EXERCISE DIRECTIONS — Which lines in the records below contain the word "dark"? Pick out each such line and copy it whole, treating uppercase and lowercase as different.

TASK DATA —
------------------------------------------------------------
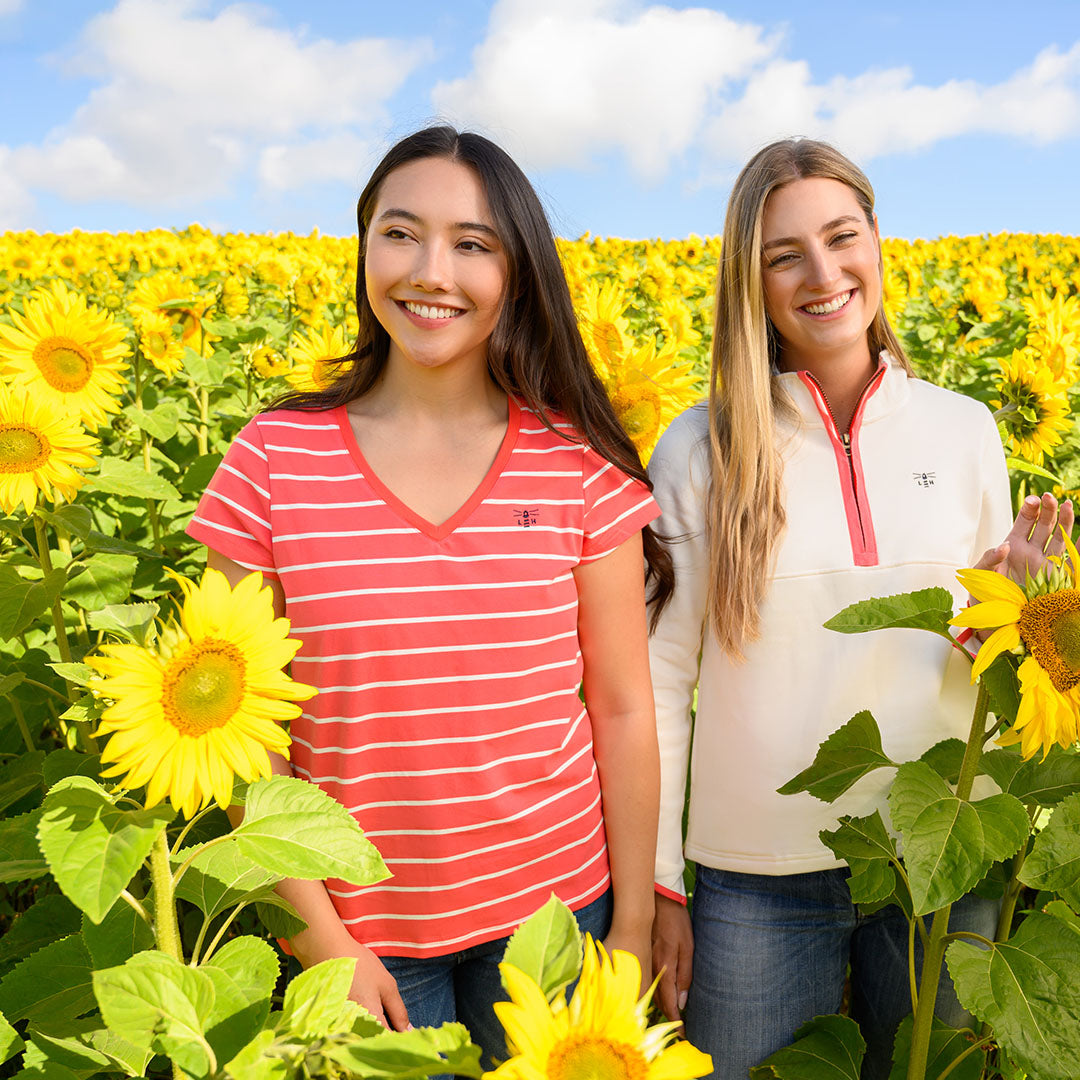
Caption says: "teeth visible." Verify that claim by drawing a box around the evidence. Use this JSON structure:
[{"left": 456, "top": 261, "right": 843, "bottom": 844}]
[
  {"left": 405, "top": 300, "right": 461, "bottom": 319},
  {"left": 802, "top": 292, "right": 851, "bottom": 315}
]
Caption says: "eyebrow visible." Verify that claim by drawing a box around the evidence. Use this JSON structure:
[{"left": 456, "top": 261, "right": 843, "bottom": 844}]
[
  {"left": 379, "top": 206, "right": 499, "bottom": 240},
  {"left": 761, "top": 214, "right": 862, "bottom": 251}
]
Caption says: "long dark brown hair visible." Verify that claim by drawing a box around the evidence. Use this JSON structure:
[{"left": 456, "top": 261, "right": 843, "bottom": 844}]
[{"left": 270, "top": 125, "right": 673, "bottom": 588}]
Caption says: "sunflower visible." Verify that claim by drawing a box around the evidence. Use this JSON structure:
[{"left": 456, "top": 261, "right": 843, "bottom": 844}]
[
  {"left": 285, "top": 323, "right": 349, "bottom": 390},
  {"left": 136, "top": 311, "right": 184, "bottom": 379},
  {"left": 600, "top": 337, "right": 701, "bottom": 460},
  {"left": 990, "top": 349, "right": 1071, "bottom": 465},
  {"left": 0, "top": 279, "right": 131, "bottom": 431},
  {"left": 0, "top": 382, "right": 98, "bottom": 514},
  {"left": 127, "top": 270, "right": 219, "bottom": 356},
  {"left": 86, "top": 569, "right": 315, "bottom": 818},
  {"left": 950, "top": 537, "right": 1080, "bottom": 759},
  {"left": 484, "top": 934, "right": 713, "bottom": 1080}
]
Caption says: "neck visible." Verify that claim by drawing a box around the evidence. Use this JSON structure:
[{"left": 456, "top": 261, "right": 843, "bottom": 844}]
[{"left": 783, "top": 349, "right": 878, "bottom": 432}]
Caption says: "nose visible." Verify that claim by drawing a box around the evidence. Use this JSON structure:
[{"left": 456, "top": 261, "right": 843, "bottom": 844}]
[{"left": 409, "top": 240, "right": 454, "bottom": 293}]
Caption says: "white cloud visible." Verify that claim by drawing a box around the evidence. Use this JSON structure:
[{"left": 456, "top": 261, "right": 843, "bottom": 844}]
[
  {"left": 432, "top": 0, "right": 774, "bottom": 179},
  {"left": 0, "top": 0, "right": 432, "bottom": 217},
  {"left": 704, "top": 42, "right": 1080, "bottom": 169},
  {"left": 432, "top": 0, "right": 1080, "bottom": 183}
]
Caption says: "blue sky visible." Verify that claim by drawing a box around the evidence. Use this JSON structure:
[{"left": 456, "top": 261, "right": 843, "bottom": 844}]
[{"left": 0, "top": 0, "right": 1080, "bottom": 239}]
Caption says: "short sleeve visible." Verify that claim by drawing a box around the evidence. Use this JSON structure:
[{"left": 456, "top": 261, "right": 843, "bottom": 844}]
[
  {"left": 581, "top": 446, "right": 660, "bottom": 563},
  {"left": 187, "top": 418, "right": 278, "bottom": 578}
]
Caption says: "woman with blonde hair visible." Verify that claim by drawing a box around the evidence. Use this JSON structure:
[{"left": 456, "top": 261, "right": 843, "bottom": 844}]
[{"left": 650, "top": 139, "right": 1072, "bottom": 1080}]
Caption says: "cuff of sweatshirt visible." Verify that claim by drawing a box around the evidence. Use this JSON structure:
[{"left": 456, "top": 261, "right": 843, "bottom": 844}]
[{"left": 652, "top": 881, "right": 686, "bottom": 907}]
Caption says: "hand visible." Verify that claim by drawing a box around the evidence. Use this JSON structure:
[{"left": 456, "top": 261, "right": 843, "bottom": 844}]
[
  {"left": 975, "top": 491, "right": 1075, "bottom": 586},
  {"left": 604, "top": 922, "right": 652, "bottom": 993},
  {"left": 297, "top": 935, "right": 413, "bottom": 1031},
  {"left": 652, "top": 893, "right": 693, "bottom": 1021}
]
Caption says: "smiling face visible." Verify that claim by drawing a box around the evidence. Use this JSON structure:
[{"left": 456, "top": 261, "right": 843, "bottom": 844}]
[
  {"left": 761, "top": 176, "right": 881, "bottom": 372},
  {"left": 364, "top": 158, "right": 507, "bottom": 380}
]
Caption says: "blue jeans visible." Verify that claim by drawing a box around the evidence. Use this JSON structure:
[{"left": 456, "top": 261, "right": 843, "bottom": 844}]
[
  {"left": 685, "top": 866, "right": 998, "bottom": 1080},
  {"left": 379, "top": 889, "right": 611, "bottom": 1069}
]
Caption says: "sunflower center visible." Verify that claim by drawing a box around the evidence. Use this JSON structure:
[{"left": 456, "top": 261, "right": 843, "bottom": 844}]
[
  {"left": 1018, "top": 589, "right": 1080, "bottom": 693},
  {"left": 0, "top": 423, "right": 52, "bottom": 473},
  {"left": 546, "top": 1035, "right": 649, "bottom": 1080},
  {"left": 611, "top": 379, "right": 660, "bottom": 448},
  {"left": 33, "top": 337, "right": 94, "bottom": 394},
  {"left": 162, "top": 637, "right": 247, "bottom": 735}
]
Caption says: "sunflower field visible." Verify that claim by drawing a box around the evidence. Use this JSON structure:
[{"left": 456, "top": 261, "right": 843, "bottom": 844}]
[{"left": 0, "top": 226, "right": 1080, "bottom": 1080}]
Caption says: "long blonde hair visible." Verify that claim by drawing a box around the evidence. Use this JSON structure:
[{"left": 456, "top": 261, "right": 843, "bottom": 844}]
[{"left": 705, "top": 139, "right": 910, "bottom": 660}]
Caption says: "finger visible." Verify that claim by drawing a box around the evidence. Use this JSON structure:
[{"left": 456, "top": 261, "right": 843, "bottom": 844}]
[
  {"left": 1030, "top": 491, "right": 1057, "bottom": 551},
  {"left": 382, "top": 983, "right": 413, "bottom": 1031},
  {"left": 973, "top": 540, "right": 1009, "bottom": 570},
  {"left": 1047, "top": 499, "right": 1076, "bottom": 555}
]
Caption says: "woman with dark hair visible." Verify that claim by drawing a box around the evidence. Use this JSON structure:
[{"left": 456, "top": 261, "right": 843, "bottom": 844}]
[
  {"left": 649, "top": 139, "right": 1072, "bottom": 1080},
  {"left": 189, "top": 127, "right": 663, "bottom": 1056}
]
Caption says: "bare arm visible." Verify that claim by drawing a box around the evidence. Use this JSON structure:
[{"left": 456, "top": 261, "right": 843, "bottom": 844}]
[
  {"left": 206, "top": 550, "right": 409, "bottom": 1031},
  {"left": 573, "top": 534, "right": 660, "bottom": 985}
]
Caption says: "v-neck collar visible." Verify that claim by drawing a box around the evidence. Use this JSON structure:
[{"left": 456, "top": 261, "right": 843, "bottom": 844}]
[{"left": 334, "top": 394, "right": 522, "bottom": 540}]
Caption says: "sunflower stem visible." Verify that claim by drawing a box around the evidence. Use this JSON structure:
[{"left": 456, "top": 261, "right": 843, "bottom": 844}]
[
  {"left": 150, "top": 828, "right": 184, "bottom": 963},
  {"left": 8, "top": 694, "right": 38, "bottom": 754},
  {"left": 907, "top": 679, "right": 990, "bottom": 1080}
]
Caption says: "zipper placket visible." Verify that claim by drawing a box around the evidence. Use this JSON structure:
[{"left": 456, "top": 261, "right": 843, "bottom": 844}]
[{"left": 798, "top": 366, "right": 886, "bottom": 566}]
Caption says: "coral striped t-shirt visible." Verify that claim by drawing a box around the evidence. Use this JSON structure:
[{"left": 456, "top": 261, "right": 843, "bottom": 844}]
[{"left": 188, "top": 399, "right": 659, "bottom": 957}]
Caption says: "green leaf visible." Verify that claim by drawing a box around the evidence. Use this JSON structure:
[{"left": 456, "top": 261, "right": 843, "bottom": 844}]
[
  {"left": 889, "top": 1015, "right": 986, "bottom": 1080},
  {"left": 38, "top": 777, "right": 176, "bottom": 922},
  {"left": 0, "top": 750, "right": 45, "bottom": 810},
  {"left": 1005, "top": 453, "right": 1062, "bottom": 484},
  {"left": 981, "top": 652, "right": 1020, "bottom": 724},
  {"left": 1020, "top": 795, "right": 1080, "bottom": 908},
  {"left": 124, "top": 401, "right": 180, "bottom": 443},
  {"left": 0, "top": 892, "right": 82, "bottom": 963},
  {"left": 173, "top": 843, "right": 281, "bottom": 919},
  {"left": 199, "top": 936, "right": 281, "bottom": 1062},
  {"left": 176, "top": 454, "right": 221, "bottom": 495},
  {"left": 825, "top": 585, "right": 954, "bottom": 634},
  {"left": 0, "top": 934, "right": 94, "bottom": 1021},
  {"left": 0, "top": 566, "right": 67, "bottom": 642},
  {"left": 324, "top": 1024, "right": 484, "bottom": 1080},
  {"left": 750, "top": 1016, "right": 866, "bottom": 1080},
  {"left": 500, "top": 893, "right": 582, "bottom": 1001},
  {"left": 981, "top": 746, "right": 1080, "bottom": 807},
  {"left": 232, "top": 777, "right": 390, "bottom": 885},
  {"left": 85, "top": 530, "right": 164, "bottom": 558},
  {"left": 41, "top": 747, "right": 102, "bottom": 791},
  {"left": 0, "top": 1013, "right": 25, "bottom": 1065},
  {"left": 919, "top": 739, "right": 967, "bottom": 784},
  {"left": 777, "top": 708, "right": 895, "bottom": 802},
  {"left": 94, "top": 951, "right": 217, "bottom": 1077},
  {"left": 889, "top": 761, "right": 1030, "bottom": 915},
  {"left": 82, "top": 900, "right": 154, "bottom": 968},
  {"left": 86, "top": 602, "right": 161, "bottom": 645},
  {"left": 49, "top": 663, "right": 98, "bottom": 686},
  {"left": 64, "top": 554, "right": 137, "bottom": 610},
  {"left": 0, "top": 810, "right": 49, "bottom": 881},
  {"left": 85, "top": 456, "right": 180, "bottom": 500},
  {"left": 278, "top": 956, "right": 360, "bottom": 1039},
  {"left": 36, "top": 504, "right": 94, "bottom": 540},
  {"left": 945, "top": 912, "right": 1080, "bottom": 1080}
]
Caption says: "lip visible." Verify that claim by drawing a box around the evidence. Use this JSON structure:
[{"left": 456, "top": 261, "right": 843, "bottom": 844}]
[
  {"left": 394, "top": 297, "right": 465, "bottom": 328},
  {"left": 797, "top": 286, "right": 859, "bottom": 322}
]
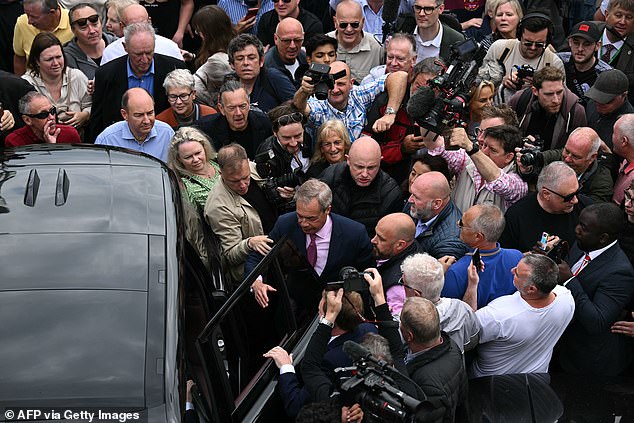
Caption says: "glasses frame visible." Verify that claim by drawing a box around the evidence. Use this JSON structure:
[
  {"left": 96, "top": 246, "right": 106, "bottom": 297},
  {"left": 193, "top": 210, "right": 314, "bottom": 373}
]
[
  {"left": 24, "top": 106, "right": 57, "bottom": 119},
  {"left": 414, "top": 4, "right": 442, "bottom": 16},
  {"left": 167, "top": 90, "right": 194, "bottom": 103},
  {"left": 544, "top": 185, "right": 583, "bottom": 203},
  {"left": 70, "top": 13, "right": 99, "bottom": 28}
]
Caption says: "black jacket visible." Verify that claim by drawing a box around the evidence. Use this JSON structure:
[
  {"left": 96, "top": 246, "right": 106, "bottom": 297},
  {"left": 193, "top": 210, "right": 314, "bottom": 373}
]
[
  {"left": 321, "top": 162, "right": 401, "bottom": 237},
  {"left": 90, "top": 53, "right": 185, "bottom": 140},
  {"left": 406, "top": 332, "right": 468, "bottom": 423}
]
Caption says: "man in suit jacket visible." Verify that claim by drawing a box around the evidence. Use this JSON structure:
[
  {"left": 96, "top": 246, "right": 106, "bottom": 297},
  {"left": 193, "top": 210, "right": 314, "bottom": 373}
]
[
  {"left": 597, "top": 1, "right": 634, "bottom": 102},
  {"left": 559, "top": 203, "right": 634, "bottom": 376},
  {"left": 90, "top": 23, "right": 185, "bottom": 139},
  {"left": 244, "top": 179, "right": 374, "bottom": 307}
]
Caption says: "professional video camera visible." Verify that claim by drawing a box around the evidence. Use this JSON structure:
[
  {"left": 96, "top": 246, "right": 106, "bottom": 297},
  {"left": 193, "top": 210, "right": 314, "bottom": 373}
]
[
  {"left": 339, "top": 341, "right": 421, "bottom": 423},
  {"left": 255, "top": 149, "right": 308, "bottom": 206},
  {"left": 407, "top": 38, "right": 486, "bottom": 134},
  {"left": 520, "top": 135, "right": 544, "bottom": 167},
  {"left": 326, "top": 266, "right": 372, "bottom": 292},
  {"left": 304, "top": 63, "right": 346, "bottom": 100},
  {"left": 513, "top": 64, "right": 535, "bottom": 90}
]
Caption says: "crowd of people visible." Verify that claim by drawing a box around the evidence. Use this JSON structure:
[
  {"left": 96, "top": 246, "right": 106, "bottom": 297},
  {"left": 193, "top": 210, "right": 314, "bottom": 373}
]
[{"left": 0, "top": 0, "right": 634, "bottom": 422}]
------------------------------------------------------------
SOLUTION —
Caption says: "long dark brown hair visible." Verify that claim by drawing a box around the evidence. Use this JSON structure:
Caption says: "woman with dark hair visible." Verify that claim by drawing a box around the evidence. Use this JSON structure:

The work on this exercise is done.